-- Start of Provided text --

Song by The Band

from the album Stage Fright
- Released: 1970
- Recorded: May–June 1970
- Studio: Woodstock Playhouse, Woodstock, New York
- Genre: Roots rock
- Length: 3:40
- Label: Capitol Records
- Songwriter: Robbie Robertson
- Producers: The Band, Todd Rundgren

= Stage Fright (The Band song) =

1970 song by The Band

"Stage Fright" is the title track of the Band's third album, Stage Fright. It features Rick Danko on lead vocals and was written by Robbie Robertson. According to author Barney Hoskyns, Robertson originally intended it to be sung by Richard Manuel but it became clear that the song was better suited to Danko's "nervous, tremulous voice."

Live performances of the song appear on Rock of Ages, released in 1972, and on Before the Flood, a live album of The Band's 1974 tour with Bob Dylan. It was also performed at The Last Waltz. The live version from Before the Flood was released as the B-side of Dylan's "Most Likely You Go Your Way (And I'll Go Mine)" single in 1974.

According to AllMusic critic William Ruhlmann, the lyrics are about "the pitfalls of fortune and fame." Author Neil Minturn regards the subject of the lyrics to be "the history of The Band itself." The Band drummer Levon Helm has written that the song is about "the terror of performing." Others believe that the lyrics refer to Bob Dylan, who had stopped touring live during the late 1960s. Author David Yaffe suggests that "Stage Fright" could have been written about Dylan or about Robbie Robertson himself. Author Barney Hoskyns acknowledges speculation that the song is about Dylan, but states that it is actually about Robertson's experience of his own stage fright at the Band's first live show the prior year. Time Magazine praised the song's image of a plowboy, who in the opening of the song received "his fortune and fame" but "since that day he ain't been the same."

-- End of Provided text --

- [Challenges]
**1.** Answer these questions using the "Stage Fright" article:
(a) Who are listed as the song's producers?
(b) Which live album documents The Band's 1974 tour with Bob Dylan?
(c) According to Levon Helm, what is the song about?
**2.** Render this sentence from the "Stage Fright" article in Spanish: "It features Rick Danko on lead vocals and was written by Robbie Robertson."
**3.** Extend the "Stage Fright" article beyond its final sentence.
The material that comes next was drawn from a separate source.

-- Start of Stored records --

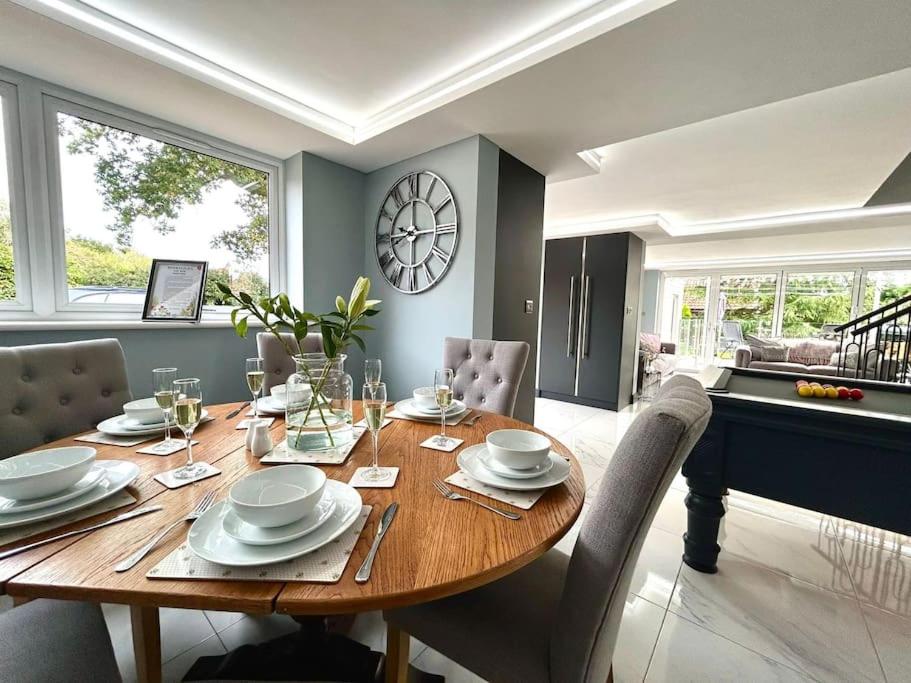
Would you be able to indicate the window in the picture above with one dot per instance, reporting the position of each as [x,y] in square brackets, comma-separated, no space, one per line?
[882,287]
[127,197]
[813,300]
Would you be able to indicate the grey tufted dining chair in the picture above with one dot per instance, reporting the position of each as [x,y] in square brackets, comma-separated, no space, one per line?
[54,390]
[486,373]
[556,619]
[276,360]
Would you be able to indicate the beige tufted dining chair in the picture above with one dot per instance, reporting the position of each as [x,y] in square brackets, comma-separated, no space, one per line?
[557,618]
[276,360]
[54,390]
[486,373]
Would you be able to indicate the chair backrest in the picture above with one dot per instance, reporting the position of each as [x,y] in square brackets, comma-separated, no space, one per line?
[278,364]
[50,391]
[605,554]
[731,329]
[486,373]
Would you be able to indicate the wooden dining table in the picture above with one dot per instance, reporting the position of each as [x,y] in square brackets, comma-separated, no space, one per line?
[435,547]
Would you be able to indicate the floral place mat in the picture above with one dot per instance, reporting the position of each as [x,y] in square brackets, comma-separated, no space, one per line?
[116,501]
[325,565]
[281,454]
[521,499]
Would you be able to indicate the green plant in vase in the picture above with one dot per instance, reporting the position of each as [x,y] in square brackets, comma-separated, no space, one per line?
[322,418]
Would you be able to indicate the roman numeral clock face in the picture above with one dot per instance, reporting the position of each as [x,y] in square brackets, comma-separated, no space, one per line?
[416,232]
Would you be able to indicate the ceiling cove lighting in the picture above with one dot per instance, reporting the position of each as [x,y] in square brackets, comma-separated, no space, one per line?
[518,52]
[122,34]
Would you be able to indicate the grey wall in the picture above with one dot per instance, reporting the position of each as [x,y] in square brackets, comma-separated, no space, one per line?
[649,300]
[215,355]
[410,331]
[520,229]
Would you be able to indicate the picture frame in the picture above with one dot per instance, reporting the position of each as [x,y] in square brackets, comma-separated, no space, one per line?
[175,291]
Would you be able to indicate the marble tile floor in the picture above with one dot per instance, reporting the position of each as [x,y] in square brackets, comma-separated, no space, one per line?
[799,596]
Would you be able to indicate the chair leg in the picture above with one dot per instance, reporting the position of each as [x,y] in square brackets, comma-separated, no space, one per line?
[397,642]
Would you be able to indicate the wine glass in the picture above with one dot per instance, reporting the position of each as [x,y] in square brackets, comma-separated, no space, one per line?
[187,413]
[163,379]
[255,376]
[442,389]
[373,370]
[374,415]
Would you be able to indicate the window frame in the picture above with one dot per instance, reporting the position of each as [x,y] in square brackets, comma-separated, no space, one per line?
[53,105]
[9,92]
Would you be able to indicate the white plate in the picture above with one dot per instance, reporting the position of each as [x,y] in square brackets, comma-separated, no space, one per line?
[239,530]
[207,537]
[471,464]
[407,407]
[498,468]
[269,406]
[118,474]
[119,426]
[9,506]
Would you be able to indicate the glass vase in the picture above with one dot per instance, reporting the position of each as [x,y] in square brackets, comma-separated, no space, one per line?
[318,403]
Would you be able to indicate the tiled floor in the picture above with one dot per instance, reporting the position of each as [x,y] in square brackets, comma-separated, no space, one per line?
[798,597]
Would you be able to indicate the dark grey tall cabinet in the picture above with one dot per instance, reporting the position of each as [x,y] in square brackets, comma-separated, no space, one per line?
[590,319]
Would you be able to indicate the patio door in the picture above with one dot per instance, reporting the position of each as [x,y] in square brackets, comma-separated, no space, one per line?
[686,319]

-- End of Stored records --

- [Task-by-task answers]
**1.**
(a) The Band and Todd Rundgren
(b) Before the Flood
(c) "the terror of performing"

**2.** Cuenta con Rick Danko en la voz principal y fue escrita por Robbie Robertson.

**3.**
The song begins in the key of C major and that key is also prominent at the end. The keys of E minor and G major are also emphasized throughout the song. Since these keys are related to C major, they help reinforce the prominence of C major in the song. G major is also emphasized through the use of these keys and the related key of B minor. Tense lyrics about paying a price to be able to "sing like a bird" and a surprising shift to the unrelated key of F sharp major increase the tension of the bridge, which leads into Garth Hudson's organ solo. Minturn praises Hudson's sixteen bar solo for using rhythm, pace, rest and pitch to "work together to hold back, to balance or to tip forward at just the right time." Helm regarded the song as a "showpiece" for lead singer and bassist Rick Danko particularly in the use of a fretless bass, which according to Helm "gave the rhythm section a different feel."

Music critic Ralph J. Gleason considered "Stage Fright" to be "the best song ever written about performing." Music critic Paul Evans praised the "penetrating psychological acuity" of its writing. Rolling Stone critic Dave Marsh called it one of the most notably fine moments of the Stage Fright album. Critic Mark Kemp called it a "highlight" of the album, further noting that it reveals "a growing sense of anxiety and cynicism" by the band."

==Personnel==
Credits are adapted from the liner notes of A Musical History.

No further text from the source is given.